PROMPT
Which lines below contain the string "steel", counting only matches with the same uppercase and lowercase letters? List each of those lines in full.

PROVIDED INFORMATION
━━━━━━━━

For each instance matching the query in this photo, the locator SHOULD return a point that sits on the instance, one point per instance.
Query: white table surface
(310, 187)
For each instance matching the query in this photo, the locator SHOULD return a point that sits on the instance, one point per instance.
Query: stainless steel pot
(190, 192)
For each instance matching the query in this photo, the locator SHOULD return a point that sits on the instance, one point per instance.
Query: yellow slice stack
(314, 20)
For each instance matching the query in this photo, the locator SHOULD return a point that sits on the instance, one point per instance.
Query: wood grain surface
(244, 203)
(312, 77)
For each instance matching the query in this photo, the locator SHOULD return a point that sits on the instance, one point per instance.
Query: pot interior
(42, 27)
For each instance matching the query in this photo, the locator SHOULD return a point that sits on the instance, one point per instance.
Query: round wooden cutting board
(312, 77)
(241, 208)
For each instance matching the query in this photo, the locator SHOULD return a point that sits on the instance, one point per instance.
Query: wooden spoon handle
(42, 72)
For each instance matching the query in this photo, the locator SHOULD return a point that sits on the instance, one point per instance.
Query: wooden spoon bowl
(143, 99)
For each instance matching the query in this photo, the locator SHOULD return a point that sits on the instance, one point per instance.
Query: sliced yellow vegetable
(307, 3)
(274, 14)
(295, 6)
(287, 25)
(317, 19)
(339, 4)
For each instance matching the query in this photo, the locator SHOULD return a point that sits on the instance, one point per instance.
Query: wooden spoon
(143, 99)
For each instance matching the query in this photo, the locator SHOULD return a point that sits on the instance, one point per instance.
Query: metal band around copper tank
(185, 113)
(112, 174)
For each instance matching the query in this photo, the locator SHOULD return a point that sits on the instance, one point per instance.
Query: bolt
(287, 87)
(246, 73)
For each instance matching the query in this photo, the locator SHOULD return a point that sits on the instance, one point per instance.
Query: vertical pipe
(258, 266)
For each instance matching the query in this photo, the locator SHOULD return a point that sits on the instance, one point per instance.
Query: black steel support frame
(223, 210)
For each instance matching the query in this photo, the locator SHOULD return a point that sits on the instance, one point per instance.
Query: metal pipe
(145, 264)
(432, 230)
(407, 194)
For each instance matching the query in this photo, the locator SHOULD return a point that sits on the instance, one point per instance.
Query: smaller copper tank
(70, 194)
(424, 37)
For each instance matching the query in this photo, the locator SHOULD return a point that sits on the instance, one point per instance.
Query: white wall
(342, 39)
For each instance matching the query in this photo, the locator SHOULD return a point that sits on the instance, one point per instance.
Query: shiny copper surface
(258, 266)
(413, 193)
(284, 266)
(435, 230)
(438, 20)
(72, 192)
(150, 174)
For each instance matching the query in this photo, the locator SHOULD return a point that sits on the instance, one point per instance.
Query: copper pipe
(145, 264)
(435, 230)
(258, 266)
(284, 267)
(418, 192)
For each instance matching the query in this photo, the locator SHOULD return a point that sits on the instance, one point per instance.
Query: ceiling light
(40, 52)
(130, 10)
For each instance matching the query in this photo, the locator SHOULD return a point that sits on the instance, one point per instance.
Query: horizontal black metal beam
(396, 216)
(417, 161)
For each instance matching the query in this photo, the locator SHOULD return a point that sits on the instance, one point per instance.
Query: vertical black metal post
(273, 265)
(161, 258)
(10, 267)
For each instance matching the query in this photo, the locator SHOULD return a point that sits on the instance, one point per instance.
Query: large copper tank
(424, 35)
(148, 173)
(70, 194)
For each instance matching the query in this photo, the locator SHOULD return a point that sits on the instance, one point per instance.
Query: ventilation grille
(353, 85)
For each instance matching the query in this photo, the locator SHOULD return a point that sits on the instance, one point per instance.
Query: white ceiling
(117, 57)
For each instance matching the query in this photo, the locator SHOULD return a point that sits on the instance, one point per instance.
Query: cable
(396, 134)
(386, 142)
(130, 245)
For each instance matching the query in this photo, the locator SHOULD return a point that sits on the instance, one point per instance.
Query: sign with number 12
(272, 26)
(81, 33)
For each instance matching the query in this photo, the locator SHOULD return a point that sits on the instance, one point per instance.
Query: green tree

━━━━━━━━

RESPONSE
Query: stainless steel pot
Query: black steel support frame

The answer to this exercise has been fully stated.